_Document_.
■ ■ ■

What Is MCT Oil in Coffee and Is It Worth Trying?

MCT oil in coffee is a concentrated fat extracted from coconut or palm kernel oil, blended into black coffee as a calorie-dense energy source. It became popular through the “bulletproof coffee” trend, where people replace breakfast with coffee mixed with fats to stay full and mentally sharp through the morning. One tablespoon adds roughly 120 calories of pure fat to your cup, and the idea is that your body processes this particular type of fat fast enough to feel like quick fuel rather than a heavy meal.

What MCT Oil Actually Is

MCT stands for medium-chain triglycerides, a type of fat with shorter molecular chains than the fats found in most foods. While olive oil, butter, and meat contain long-chain fatty acids with 14 to 22 carbon atoms per chain, MCTs have just 6 to 12. That shorter length changes everything about how your body handles them.

Most dietary fats go through a slow, complicated digestive process. They need bile to break them down, get packaged into special transport particles, and travel through your lymphatic system before eventually reaching your bloodstream. MCTs skip all of that. They pass directly through your gut wall into your portal vein and head straight to the liver, where they’re rapidly converted into energy. No bile required, no repackaging, no detour through the lymphatic system.

Commercial MCT oil is not the same as coconut oil, even though coconut oil is its most common source. Coconut oil is about 42% lauric acid (a 12-carbon chain that behaves more like a long-chain fat) with only 7% caprylic acid and 5% capric acid. Pure MCT oil is refined to concentrate the fastest-absorbing chains: typically 50 to 80% caprylic acid (8 carbons) and 20 to 50% capric acid (10 carbons). So while coconut oil contains some MCTs, bottled MCT oil delivers a much more concentrated dose of the specific fats that absorb quickly.

Why People Add It to Coffee

The appeal comes down to three claims: sustained energy without a crash, reduced hunger through the morning, and sharper mental focus. Here’s what’s actually happening in your body when you drink it.

■ ■ ■

_Goal_. Extend the MCT oil coffee article, picking up right after its last sentence.

_Given information_.
■ ■ ■

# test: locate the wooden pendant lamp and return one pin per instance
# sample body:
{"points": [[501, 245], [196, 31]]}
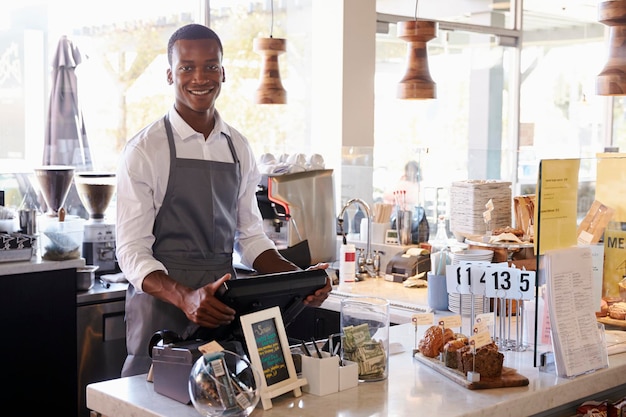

■ ■ ■

_Response_.
Because MCTs travel directly to the liver, they’re converted into usable energy much faster than other fats. Part of that conversion produces ketones, molecules your body can burn for fuel in place of glucose. Under normal eating conditions, ketones supply only about 3% of your brain’s energy needs, with glucose covering the rest. Drinking MCT oil on an empty stomach (as most coffee drinkers do in the morning) nudges ketone production higher, giving your brain an alternative fuel source. Ketones cross the blood-brain barrier through dedicated transport channels, which is why some people report feeling more mentally alert.

The hunger-suppression angle is less straightforward than marketing suggests. A systematic review in Critical Reviews in Food Science and Nutrition found that MCTs don’t appear to work through the usual appetite hormones. Long-chain fats actually trigger stronger releases of the hormones that signal fullness. MCTs may reduce appetite through a different, not yet fully understood mechanism, but the research base is thin. In practice, many people do report feeling less hungry, likely because they’re consuming 120-plus calories of fat that would otherwise be absent from a black coffee breakfast.

Does Caffeine Make MCT Oil Work Better?

One of the implicit promises of MCT coffee is that caffeine and MCTs amplify each other’s effects, boosting fat burning and metabolism beyond what either does alone. The evidence doesn’t support a dramatic synergy. A study at Skidmore College compared three pre-exercise drinks in young men: MCT oil plus caffeine, heavy cream plus caffeine, and caffeine alone. There were no significant differences in energy expenditure, fat burning, or carbohydrate use between the three conditions.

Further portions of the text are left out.